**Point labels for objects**
____
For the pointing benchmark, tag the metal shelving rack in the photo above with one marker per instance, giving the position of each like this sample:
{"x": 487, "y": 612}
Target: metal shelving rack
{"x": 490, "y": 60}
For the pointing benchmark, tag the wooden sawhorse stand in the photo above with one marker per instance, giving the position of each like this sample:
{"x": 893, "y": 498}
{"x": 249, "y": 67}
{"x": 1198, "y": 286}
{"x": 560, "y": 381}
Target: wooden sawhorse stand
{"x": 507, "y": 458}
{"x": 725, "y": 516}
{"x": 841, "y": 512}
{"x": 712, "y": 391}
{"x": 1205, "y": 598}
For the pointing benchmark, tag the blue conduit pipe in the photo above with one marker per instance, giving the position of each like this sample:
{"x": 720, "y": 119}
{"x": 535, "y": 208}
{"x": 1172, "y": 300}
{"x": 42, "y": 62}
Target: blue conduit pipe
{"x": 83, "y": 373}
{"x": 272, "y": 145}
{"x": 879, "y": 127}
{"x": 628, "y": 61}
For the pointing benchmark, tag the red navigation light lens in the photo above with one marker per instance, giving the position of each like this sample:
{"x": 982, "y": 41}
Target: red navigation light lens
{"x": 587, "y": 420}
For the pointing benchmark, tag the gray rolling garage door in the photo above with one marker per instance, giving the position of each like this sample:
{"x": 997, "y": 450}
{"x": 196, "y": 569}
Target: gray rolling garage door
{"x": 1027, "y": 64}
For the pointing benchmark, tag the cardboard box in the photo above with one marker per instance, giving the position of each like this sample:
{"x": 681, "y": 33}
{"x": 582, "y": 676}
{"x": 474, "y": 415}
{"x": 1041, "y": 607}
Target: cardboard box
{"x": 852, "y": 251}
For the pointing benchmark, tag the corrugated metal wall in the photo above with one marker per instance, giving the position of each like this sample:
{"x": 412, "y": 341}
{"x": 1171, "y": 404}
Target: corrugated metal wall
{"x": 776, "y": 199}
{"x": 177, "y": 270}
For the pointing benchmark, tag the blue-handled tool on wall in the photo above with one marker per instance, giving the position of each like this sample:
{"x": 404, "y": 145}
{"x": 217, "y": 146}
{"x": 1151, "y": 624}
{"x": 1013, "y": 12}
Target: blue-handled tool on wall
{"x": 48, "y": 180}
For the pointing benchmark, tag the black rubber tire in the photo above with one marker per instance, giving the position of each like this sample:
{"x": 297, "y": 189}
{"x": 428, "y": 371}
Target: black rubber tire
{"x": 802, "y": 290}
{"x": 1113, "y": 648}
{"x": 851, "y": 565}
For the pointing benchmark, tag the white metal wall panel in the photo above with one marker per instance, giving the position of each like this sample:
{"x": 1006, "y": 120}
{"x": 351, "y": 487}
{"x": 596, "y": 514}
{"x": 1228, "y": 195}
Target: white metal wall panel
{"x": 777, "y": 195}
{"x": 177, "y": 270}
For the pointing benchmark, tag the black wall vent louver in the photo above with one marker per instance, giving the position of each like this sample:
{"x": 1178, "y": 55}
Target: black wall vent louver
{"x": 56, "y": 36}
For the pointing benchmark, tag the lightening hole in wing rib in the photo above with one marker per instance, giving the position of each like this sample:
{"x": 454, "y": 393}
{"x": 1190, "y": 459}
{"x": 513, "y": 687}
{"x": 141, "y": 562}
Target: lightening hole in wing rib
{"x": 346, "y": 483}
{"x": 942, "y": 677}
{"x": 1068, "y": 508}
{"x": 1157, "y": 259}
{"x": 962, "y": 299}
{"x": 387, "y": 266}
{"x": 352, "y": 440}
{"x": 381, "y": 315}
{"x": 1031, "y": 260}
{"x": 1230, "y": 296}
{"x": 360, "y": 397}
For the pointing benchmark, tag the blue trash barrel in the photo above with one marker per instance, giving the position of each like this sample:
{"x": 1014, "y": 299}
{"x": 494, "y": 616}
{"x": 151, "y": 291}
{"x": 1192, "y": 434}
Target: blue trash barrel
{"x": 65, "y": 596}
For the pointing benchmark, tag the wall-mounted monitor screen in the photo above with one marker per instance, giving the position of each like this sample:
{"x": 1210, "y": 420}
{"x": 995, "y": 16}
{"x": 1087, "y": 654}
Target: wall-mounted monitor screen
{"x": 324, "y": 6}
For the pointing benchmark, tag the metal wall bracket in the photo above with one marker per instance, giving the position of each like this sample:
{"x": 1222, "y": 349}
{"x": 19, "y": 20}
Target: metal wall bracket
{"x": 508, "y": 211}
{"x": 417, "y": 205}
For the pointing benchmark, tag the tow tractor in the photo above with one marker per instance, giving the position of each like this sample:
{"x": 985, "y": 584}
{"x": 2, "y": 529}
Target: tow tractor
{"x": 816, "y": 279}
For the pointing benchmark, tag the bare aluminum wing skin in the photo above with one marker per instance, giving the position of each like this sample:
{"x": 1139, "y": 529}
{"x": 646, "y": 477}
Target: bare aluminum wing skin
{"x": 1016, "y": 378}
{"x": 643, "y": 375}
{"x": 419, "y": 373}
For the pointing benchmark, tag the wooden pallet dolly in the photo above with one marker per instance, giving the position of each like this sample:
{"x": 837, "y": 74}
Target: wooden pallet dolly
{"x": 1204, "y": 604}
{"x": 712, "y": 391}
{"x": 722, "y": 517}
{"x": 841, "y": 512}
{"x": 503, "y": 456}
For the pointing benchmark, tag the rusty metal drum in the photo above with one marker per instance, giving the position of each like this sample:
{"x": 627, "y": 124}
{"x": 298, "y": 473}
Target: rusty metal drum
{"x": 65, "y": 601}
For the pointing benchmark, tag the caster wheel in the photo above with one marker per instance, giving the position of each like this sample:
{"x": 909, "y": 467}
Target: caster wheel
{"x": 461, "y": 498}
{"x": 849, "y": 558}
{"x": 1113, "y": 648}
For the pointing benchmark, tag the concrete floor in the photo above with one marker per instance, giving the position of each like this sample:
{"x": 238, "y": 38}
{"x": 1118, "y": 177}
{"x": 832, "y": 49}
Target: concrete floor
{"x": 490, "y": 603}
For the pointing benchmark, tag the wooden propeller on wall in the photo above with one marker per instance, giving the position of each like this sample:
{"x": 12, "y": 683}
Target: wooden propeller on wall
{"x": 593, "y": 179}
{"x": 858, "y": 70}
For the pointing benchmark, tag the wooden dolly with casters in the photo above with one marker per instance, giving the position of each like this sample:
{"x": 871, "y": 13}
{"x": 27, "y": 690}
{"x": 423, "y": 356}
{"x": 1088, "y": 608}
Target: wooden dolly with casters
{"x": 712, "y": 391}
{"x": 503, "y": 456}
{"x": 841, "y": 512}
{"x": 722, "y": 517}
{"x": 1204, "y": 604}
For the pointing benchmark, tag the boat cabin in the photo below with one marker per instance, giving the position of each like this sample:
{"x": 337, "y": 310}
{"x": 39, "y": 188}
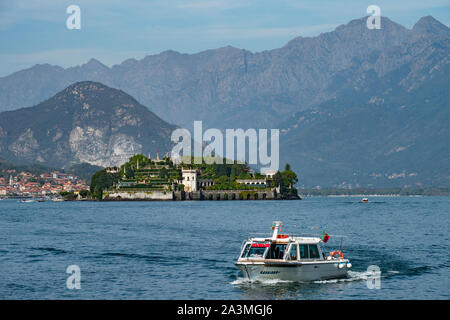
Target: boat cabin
{"x": 293, "y": 249}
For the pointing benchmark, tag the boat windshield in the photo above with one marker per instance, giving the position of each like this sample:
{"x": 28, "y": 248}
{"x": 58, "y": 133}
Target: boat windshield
{"x": 309, "y": 251}
{"x": 255, "y": 250}
{"x": 276, "y": 251}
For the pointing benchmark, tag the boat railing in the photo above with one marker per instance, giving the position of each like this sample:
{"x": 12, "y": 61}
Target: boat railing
{"x": 268, "y": 235}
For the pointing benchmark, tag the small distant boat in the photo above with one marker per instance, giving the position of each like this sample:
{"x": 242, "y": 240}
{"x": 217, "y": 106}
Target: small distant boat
{"x": 26, "y": 200}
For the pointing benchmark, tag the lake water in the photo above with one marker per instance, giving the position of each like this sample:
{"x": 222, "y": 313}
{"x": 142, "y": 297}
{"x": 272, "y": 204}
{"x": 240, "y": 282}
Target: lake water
{"x": 186, "y": 250}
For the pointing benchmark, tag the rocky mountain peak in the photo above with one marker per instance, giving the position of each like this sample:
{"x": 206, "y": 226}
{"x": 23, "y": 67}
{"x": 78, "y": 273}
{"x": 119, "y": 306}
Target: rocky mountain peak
{"x": 431, "y": 26}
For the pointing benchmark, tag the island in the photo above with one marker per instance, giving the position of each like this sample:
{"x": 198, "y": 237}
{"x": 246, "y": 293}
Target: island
{"x": 144, "y": 178}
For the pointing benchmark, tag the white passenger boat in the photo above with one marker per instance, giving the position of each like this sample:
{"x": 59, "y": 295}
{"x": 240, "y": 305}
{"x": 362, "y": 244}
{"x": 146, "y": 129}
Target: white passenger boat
{"x": 288, "y": 257}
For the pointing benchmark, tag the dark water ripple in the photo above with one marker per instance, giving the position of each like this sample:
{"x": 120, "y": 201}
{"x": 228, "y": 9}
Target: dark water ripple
{"x": 186, "y": 250}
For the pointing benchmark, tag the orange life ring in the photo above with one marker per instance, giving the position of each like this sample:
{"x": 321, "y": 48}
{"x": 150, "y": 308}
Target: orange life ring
{"x": 332, "y": 254}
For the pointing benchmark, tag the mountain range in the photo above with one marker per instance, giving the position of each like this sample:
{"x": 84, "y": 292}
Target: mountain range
{"x": 356, "y": 107}
{"x": 87, "y": 122}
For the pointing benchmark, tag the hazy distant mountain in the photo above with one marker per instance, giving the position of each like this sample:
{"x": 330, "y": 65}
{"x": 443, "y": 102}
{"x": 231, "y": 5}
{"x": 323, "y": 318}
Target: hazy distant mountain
{"x": 355, "y": 106}
{"x": 230, "y": 87}
{"x": 380, "y": 136}
{"x": 85, "y": 123}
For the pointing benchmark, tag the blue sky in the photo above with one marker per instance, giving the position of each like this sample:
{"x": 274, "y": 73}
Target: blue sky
{"x": 111, "y": 30}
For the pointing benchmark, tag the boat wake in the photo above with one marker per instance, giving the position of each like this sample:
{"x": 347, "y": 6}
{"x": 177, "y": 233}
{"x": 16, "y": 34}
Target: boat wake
{"x": 351, "y": 276}
{"x": 240, "y": 281}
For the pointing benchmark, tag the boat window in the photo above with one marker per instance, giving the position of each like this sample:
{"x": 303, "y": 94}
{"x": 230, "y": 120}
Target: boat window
{"x": 293, "y": 252}
{"x": 313, "y": 251}
{"x": 303, "y": 251}
{"x": 276, "y": 251}
{"x": 257, "y": 250}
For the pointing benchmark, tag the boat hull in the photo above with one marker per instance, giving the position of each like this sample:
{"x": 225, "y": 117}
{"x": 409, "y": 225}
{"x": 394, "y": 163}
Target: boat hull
____
**YOUR GOAL**
Starting at the line that contains "For the pointing benchmark, tag the boat window" and continuing through the end of the material, rewrite every line. Multiply each x and y coordinate listed after a "Target:" line by 1.9 and round to whole numbers, with halves rounded up, but leave the points listed before each "Target:" line unchanged.

**OUTPUT OF THE EXERCISE**
For the pointing benchmark, tag the boat window in the photo above with one marker per instance, giving the position of each like this sample:
{"x": 303, "y": 94}
{"x": 230, "y": 120}
Target: boat window
{"x": 557, "y": 479}
{"x": 595, "y": 477}
{"x": 576, "y": 477}
{"x": 524, "y": 477}
{"x": 488, "y": 475}
For the pointing benchmark, tag the boat hull in the photo above with one marker per instance, giving the position of each like this sample:
{"x": 225, "y": 117}
{"x": 409, "y": 225}
{"x": 394, "y": 163}
Target: boat hull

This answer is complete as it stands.